§ **Written task**:
Output the data below as a JSON list of strings, one string per line and no blank lines, covering all of it. Leave the pictures out of your answer.

(Rows from a pointing dataset)
'''
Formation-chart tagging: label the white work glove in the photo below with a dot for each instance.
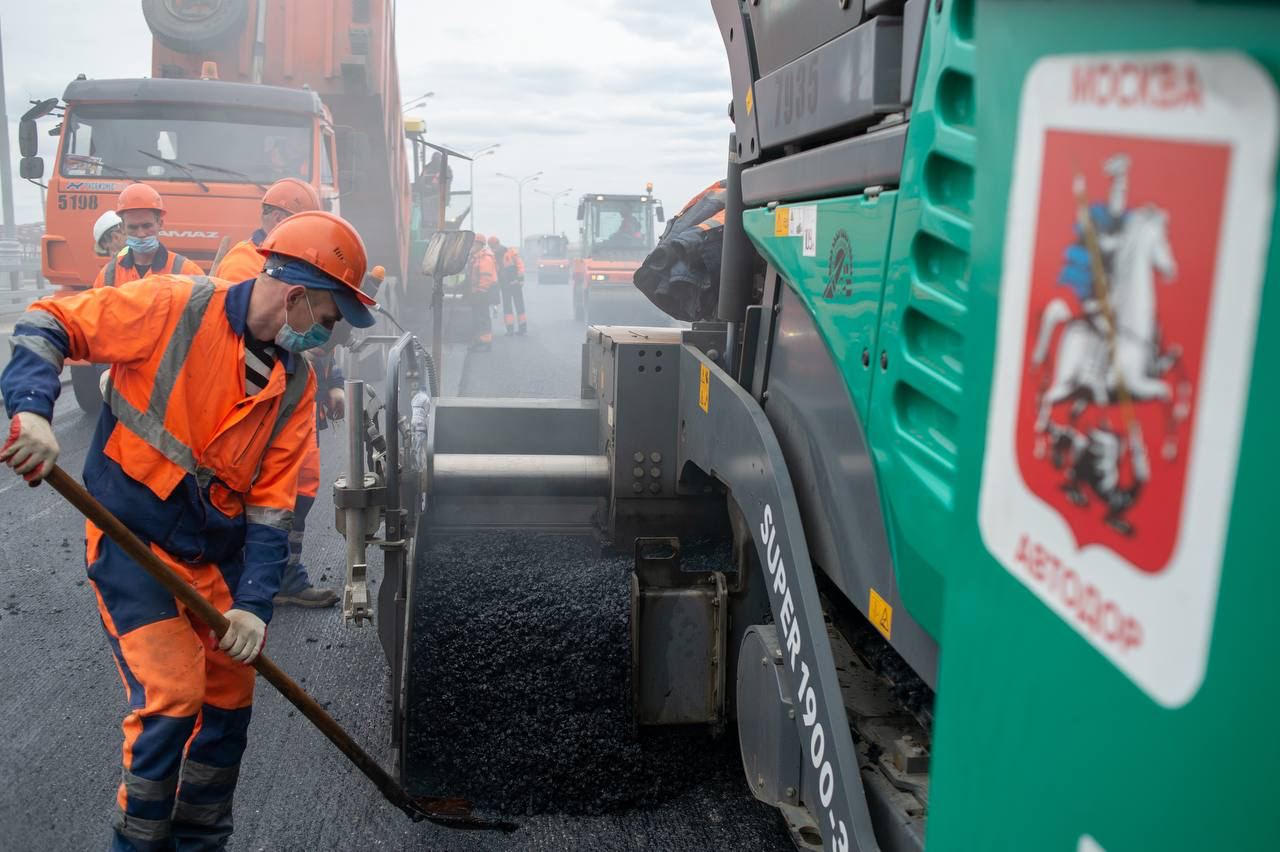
(337, 403)
(245, 637)
(31, 449)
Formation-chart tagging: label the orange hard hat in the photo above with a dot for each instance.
(292, 196)
(325, 241)
(329, 244)
(138, 196)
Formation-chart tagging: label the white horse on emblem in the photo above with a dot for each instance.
(1084, 363)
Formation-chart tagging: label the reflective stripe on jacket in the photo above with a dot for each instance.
(122, 269)
(242, 261)
(512, 268)
(181, 454)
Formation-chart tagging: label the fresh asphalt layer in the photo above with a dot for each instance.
(62, 700)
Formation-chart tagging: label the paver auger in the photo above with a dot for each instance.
(1006, 246)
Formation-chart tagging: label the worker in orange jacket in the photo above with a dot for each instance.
(480, 278)
(197, 450)
(142, 213)
(511, 280)
(283, 198)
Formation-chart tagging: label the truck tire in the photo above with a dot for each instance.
(85, 386)
(195, 26)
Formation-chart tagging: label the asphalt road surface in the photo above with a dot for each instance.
(62, 701)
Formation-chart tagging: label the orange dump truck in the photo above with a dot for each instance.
(242, 92)
(617, 232)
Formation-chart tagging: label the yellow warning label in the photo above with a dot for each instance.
(881, 614)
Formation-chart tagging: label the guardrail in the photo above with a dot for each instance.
(16, 301)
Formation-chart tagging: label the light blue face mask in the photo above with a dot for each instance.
(144, 244)
(295, 340)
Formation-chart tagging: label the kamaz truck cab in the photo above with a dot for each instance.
(617, 232)
(209, 147)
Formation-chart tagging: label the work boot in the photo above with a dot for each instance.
(307, 596)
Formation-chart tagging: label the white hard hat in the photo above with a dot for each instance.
(105, 223)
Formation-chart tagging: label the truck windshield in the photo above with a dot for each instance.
(622, 228)
(553, 246)
(224, 145)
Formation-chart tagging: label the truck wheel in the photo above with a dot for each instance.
(85, 386)
(195, 26)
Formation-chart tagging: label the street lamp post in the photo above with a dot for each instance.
(554, 197)
(475, 155)
(416, 101)
(520, 198)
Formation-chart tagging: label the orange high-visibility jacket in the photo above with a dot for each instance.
(122, 269)
(481, 270)
(242, 261)
(181, 454)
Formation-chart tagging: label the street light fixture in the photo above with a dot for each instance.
(554, 197)
(416, 101)
(520, 198)
(487, 151)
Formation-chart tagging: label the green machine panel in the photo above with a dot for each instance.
(1107, 628)
(831, 253)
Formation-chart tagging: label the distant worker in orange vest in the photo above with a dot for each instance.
(480, 279)
(283, 198)
(142, 213)
(511, 279)
(245, 260)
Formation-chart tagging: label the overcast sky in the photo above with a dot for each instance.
(600, 95)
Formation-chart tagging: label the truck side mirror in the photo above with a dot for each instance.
(447, 252)
(28, 145)
(31, 168)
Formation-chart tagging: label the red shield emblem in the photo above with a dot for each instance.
(1125, 248)
(1136, 243)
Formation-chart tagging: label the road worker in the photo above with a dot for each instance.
(142, 215)
(197, 450)
(511, 280)
(109, 234)
(480, 278)
(243, 261)
(283, 198)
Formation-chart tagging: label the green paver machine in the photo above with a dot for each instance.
(990, 433)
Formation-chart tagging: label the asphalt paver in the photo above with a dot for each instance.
(62, 700)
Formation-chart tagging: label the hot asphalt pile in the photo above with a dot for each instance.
(522, 679)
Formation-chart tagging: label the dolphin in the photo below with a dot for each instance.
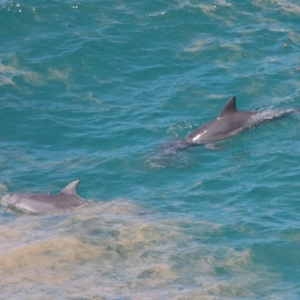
'''
§ **Output for this task**:
[
  "Formation-chart tagging: label the white work glove in the photo below with a dot for each instance.",
  "(337, 403)",
  "(245, 637)",
  "(31, 449)",
  "Formation-chart tagging: label the orange hard hat in the photo above with a dot for each instance.",
  "(292, 196)",
  "(325, 241)",
  "(329, 244)",
  "(138, 196)",
  "Formation-chart tagging: label the white horse on emblem in the photo above with a dot for each instance.",
  "(1084, 363)",
  "Formation-chart tagging: label the reflective stripe on jacket in the photo above with a dot for each instance.",
  "(122, 269)",
  "(242, 261)",
  "(512, 268)",
  "(181, 454)",
  "Formation-chart tagging: label the fresh asphalt layer in the photo above with a dot for each instance.",
  "(62, 700)",
  "Formation-chart tagging: label the paver auger in the photo above with a dot for each instance.",
  "(1006, 246)",
  "Formation-chart tagging: label the worker in orange jacket in the photo above with a dot for each instance.",
  "(480, 278)",
  "(197, 450)",
  "(142, 213)",
  "(511, 280)",
  "(283, 198)",
  "Formation-chart tagging: label the truck tire in the photo above with a dot for each instance.",
  "(85, 386)",
  "(195, 26)",
  "Formation-chart tagging: label the asphalt road surface in the photo above with a dot for each instance.",
  "(62, 701)",
  "Formation-chart tagging: label the orange dump truck in the photo above with a dot for each instance.",
  "(242, 92)",
  "(617, 232)",
  "Formation-chart tagging: label the yellow warning label in the photo above with a dot for each instance.",
  "(881, 614)",
  "Formation-chart tagging: label the guardrail in the photo above with a dot for each instance.",
  "(16, 301)",
  "Formation-chart tagging: label the light blue face mask in the photo above with a dot for each instance.",
  "(144, 244)",
  "(295, 340)",
  "Formation-chart tagging: label the kamaz truck cab in the photo above with a dot for each instance.",
  "(617, 232)",
  "(209, 147)",
  "Formation-chart tagging: label the work boot in the photo above with a dot for each instance.",
  "(307, 596)",
  "Formation-chart tagging: label the white hard hat in the photo above with a dot for each instance.",
  "(105, 223)",
  "Formation-chart tagging: label the truck windshield in the photo above with a dot for each instance.",
  "(622, 228)",
  "(553, 246)",
  "(224, 145)",
  "Formation-chart tagging: label the truck wheel in the photo above with a dot for each instance.",
  "(85, 386)",
  "(195, 26)",
  "Formation-chart tagging: label the street lamp post in the photo above with a dot for each instance.",
  "(554, 197)",
  "(475, 155)",
  "(416, 101)",
  "(520, 198)",
  "Formation-chart tagging: label the orange high-visibility jacket in the photo above with a dot for each instance.",
  "(122, 269)",
  "(481, 270)",
  "(242, 261)",
  "(181, 454)",
  "Formation-chart tagging: label the street light fixture in the photo above with a dot for each instance.",
  "(554, 197)",
  "(416, 101)",
  "(520, 198)",
  "(487, 151)",
  "Formation-chart tagging: label the green machine panel in the photo above with a dot for each instance.",
  "(1107, 628)",
  "(831, 253)",
  "Formation-chart tagging: label the distant worker in orange vest in the photo above with a dot for each instance.",
  "(480, 279)",
  "(283, 198)",
  "(142, 213)",
  "(511, 279)",
  "(245, 260)",
  "Formation-chart tagging: label the overcast sky in the photo above with a dot for each instance.",
  "(600, 95)",
  "Formation-chart tagging: label the truck side mirror in the photo above with a dot for each instance.",
  "(447, 252)",
  "(28, 145)",
  "(31, 168)",
  "Formation-chart tagging: label the red shield emblem in the photo above with a dot for each instance.",
  "(1125, 248)",
  "(1136, 243)",
  "Formation-chart tagging: label the road worker in the photo above with a dot for each instance.",
  "(142, 215)",
  "(197, 450)",
  "(511, 280)",
  "(109, 234)",
  "(480, 278)",
  "(243, 261)",
  "(283, 198)",
  "Formation-chart tagging: label the green paver machine in the photo above with a dot for each instance.",
  "(990, 433)",
  "Formation-chart tagging: label the asphalt paver in the photo above with a dot for each instance.",
  "(62, 700)",
  "Formation-chart tagging: label the hot asphalt pile in the photo above with a dot for each instance.",
  "(522, 679)",
  "Formation-chart tagging: label the dolphin in the photo below with a dot for each instance."
]